Getoonde tekst:
+++
Overslaan en naar de inhoud gaan

RBOVE 300724 vordering zkh afgewezen i.v.m. dwaling; zkh had patiënt voorafgaand moeten inlichten over manier van declareren volgens DBC-systematiek

RBOVE 300724 vordering zkh afgewezen i.v.m. dwaling; zkh had patiënt voorafgaand moeten inlichten over manier van declareren volgens DBC-systematiek

2 De samenvatting

2.1.

In deze zaak vordert ZGT dat de kantonrechter [gedaagde] veroordeelt tot betaling van de kosten van het telefonisch consult dat hij in september 2023 met ZGT heeft gehad. De kosten daarvan bedroegen € 368,85. [gedaagde] doet een beroep op dwaling, omdat ZGT hem voorafgaand aan het te plannen consult had moeten inlichten over haar manier van declareren door middel van de DBC-systematiek. [gedaagde] vindt dat hij daarom de declaratie niet hoeft te betalen. Gelet op de omstandigheden in deze zaak slaagt het beroep op dwaling en wijst de kantonrechter de vordering van ZGT af. De kantonrechter licht deze beslissing als volgt toe.

3 De feiten

3.1.

[gedaagde] is sinds 2021 onder behandeling bij ZGT binnen de afdeling Interne Geneeskunde, vanwege een ziekte van de schildklier. [gedaagde] heeft in dat kader (telefonisch) periodieke controleafspraken. Ten behoeve van de declaratie van de zorgkosten heeft ZGT voor deze behandeling op 17 december 2021 een DBC-zorgtraject (Diagnose Behandel Combinatie) geopend. Daarna zijn steeds vervolgtrajecten geopend. De laatste twee vervolgtrajecten liepen van 10-07-2023 t/m 06-11-2023 en van 07-11-2023 t/m 05-03-2024.

3.2.

[gedaagde] stond van januari 2023 tot en met september 2023 niet ingeschreven in de Gemeentelijke basisadministratie persoonsgegevens, omdat hij tot de zomer van 2023 in het buitenland woonde. Gedurende deze periode heeft [gedaagde] geen zorgverzekering gehad bij een zorgverzekeraar.

3.3.

Op 4 augustus 2023 heeft ZGT telefonisch contact gezocht met [gedaagde], omdat was geconstateerd dat [gedaagde] geen zorgverzekering had. Naar aanleiding van dat gesprek heeft [gedaagde] een zorgverzekering afgesloten bij een zorgverzekeraar. Per 5 september 2023 staat [gedaagde] weer ingeschreven in de Gemeentelijke basisadministratie persoonsgegevens en heeft hij (weer) een zorgverzekering afgesloten bij zijn zorgverzekeraar.

3.4.

ZGT heeft aan [gedaagde] op 25 september 2023 medische zorg verleend in de vorm van een telefonisch consult. Voor dat consult heeft [gedaagde] op 22 november 2023 een factuur van ZGT ontvangen ter betaling van een bedrag van € 368,85. De zorgverzekeraar vergoedt deze factuur niet.
+++
Aangeleverd materiaal:
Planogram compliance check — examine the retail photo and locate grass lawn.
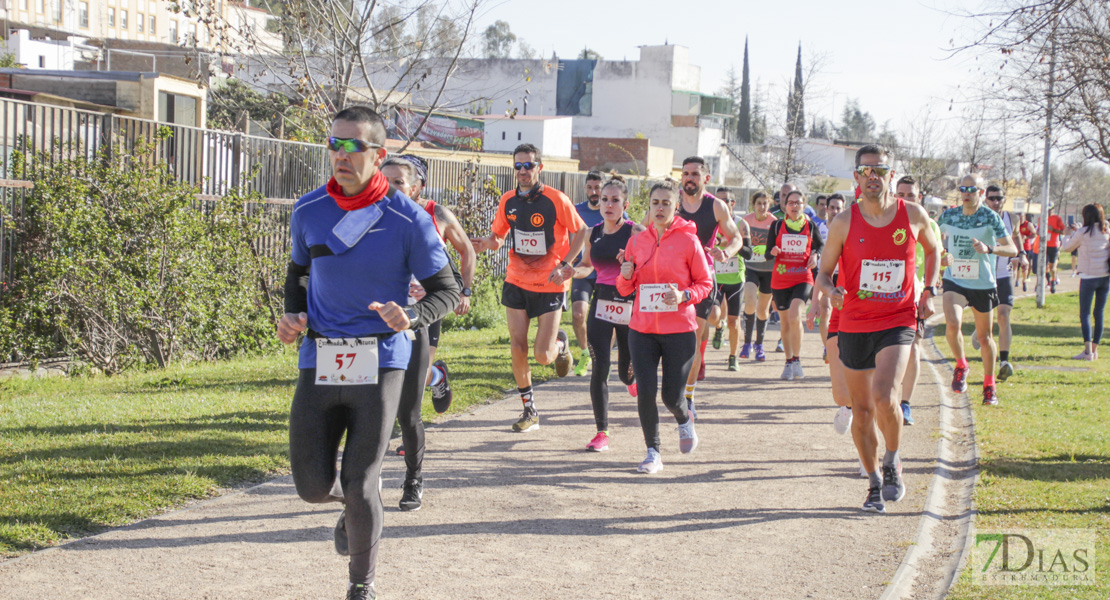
[0,316,563,557]
[936,293,1110,600]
+++
Wat je moet doen: Typ uit de uitspraak over de ziekenhuisrekening letterlijk over wat er staat van "[gedaagde] stond van" tot en met "gehad bij een zorgverzekeraar.". De regels doen hier niet ter zake.

Resultaat:
[gedaagde] stond van januari 2023 tot en met september 2023 niet ingeschreven in de Gemeentelijke basisadministratie persoonsgegevens, omdat hij tot de zomer van 2023 in het buitenland woonde. Gedurende deze periode heeft [gedaagde] geen zorgverzekering gehad bij een zorgverzekeraar.